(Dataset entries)
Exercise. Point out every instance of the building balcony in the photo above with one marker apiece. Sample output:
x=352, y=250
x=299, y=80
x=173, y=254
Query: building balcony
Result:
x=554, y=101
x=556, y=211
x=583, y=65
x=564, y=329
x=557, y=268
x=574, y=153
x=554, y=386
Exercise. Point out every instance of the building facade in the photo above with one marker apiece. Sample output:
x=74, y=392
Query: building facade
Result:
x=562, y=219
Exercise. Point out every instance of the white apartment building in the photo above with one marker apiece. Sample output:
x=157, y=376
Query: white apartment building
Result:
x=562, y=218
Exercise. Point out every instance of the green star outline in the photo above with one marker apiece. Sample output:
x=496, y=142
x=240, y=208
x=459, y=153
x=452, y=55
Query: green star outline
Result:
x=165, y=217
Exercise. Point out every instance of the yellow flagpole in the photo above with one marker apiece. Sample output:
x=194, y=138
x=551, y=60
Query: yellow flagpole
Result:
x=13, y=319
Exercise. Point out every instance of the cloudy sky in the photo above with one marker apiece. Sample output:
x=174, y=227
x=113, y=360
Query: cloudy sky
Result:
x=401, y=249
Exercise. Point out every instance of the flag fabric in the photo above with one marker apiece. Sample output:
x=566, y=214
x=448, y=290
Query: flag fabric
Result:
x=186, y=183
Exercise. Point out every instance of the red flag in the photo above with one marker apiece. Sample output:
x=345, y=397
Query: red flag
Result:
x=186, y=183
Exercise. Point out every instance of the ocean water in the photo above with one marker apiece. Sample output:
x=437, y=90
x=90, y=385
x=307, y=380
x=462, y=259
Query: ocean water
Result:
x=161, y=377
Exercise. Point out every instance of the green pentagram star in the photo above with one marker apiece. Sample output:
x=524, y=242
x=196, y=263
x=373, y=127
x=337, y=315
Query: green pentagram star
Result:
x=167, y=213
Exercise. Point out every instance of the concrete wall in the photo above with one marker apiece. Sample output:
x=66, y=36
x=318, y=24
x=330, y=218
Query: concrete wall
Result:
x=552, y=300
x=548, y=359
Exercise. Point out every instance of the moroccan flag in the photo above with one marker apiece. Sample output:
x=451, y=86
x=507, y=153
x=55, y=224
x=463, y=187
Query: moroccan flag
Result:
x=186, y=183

...

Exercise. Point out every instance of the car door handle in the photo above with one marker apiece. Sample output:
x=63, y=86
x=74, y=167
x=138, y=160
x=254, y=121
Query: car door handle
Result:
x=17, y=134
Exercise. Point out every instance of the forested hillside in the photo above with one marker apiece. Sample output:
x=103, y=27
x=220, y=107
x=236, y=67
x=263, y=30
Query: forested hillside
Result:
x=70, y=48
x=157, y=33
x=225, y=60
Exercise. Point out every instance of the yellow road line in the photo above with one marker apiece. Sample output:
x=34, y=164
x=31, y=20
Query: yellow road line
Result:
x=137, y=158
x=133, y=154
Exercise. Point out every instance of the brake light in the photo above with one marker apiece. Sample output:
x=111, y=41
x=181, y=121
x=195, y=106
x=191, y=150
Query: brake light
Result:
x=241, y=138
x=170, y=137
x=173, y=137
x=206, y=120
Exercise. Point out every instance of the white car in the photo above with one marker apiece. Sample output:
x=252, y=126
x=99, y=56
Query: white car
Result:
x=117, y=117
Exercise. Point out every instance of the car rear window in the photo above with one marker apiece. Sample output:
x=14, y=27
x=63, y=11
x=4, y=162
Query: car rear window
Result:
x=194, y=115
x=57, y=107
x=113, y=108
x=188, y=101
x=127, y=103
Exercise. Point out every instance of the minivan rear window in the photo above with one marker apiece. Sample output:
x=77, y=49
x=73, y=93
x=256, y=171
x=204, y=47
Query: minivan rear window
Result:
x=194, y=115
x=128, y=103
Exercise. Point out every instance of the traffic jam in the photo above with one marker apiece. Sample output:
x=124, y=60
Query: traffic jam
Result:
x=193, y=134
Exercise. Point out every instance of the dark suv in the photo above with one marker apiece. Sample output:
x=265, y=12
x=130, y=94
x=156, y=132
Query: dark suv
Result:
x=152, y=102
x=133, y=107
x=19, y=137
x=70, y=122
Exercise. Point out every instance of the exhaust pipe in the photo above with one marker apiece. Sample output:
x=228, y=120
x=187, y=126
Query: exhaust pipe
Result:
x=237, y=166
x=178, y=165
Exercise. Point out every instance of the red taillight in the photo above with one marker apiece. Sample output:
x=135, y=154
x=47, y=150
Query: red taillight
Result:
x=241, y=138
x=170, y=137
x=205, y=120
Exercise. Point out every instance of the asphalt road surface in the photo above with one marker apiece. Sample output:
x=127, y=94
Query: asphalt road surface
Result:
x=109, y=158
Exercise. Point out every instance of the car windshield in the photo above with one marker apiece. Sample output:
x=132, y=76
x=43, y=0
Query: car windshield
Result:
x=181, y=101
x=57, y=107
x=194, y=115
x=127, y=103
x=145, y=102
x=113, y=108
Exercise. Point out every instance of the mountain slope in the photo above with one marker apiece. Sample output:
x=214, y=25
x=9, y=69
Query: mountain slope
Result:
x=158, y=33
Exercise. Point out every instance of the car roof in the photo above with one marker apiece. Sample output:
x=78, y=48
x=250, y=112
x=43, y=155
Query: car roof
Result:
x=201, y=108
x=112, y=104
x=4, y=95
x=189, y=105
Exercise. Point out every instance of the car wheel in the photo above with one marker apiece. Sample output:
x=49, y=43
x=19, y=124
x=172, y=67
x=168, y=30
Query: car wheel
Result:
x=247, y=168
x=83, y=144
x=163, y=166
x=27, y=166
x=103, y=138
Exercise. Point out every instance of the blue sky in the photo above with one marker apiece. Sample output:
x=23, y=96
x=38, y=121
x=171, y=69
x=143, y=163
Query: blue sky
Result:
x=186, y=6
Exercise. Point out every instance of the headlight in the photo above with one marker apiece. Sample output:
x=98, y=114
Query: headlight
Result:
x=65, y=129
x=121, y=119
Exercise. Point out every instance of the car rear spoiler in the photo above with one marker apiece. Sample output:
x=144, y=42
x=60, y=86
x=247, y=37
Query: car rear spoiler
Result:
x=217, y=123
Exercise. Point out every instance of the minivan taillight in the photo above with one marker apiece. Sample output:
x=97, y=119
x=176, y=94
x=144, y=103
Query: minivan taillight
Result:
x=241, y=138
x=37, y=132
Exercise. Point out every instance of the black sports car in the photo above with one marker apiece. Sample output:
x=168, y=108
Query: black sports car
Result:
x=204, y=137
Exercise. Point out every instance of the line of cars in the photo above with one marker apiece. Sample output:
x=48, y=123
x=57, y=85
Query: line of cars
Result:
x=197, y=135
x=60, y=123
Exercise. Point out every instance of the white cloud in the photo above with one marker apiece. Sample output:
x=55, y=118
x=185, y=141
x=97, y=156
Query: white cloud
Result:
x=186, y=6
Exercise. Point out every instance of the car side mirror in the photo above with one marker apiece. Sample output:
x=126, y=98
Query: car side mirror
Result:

> _Task details_
Scan the records above for the word "headlight". Show each line in which it appears.

> _Task output_
Exercise. Point out every instance of the headlight in the photo above with one marker apiece. Sample output:
Query: headlight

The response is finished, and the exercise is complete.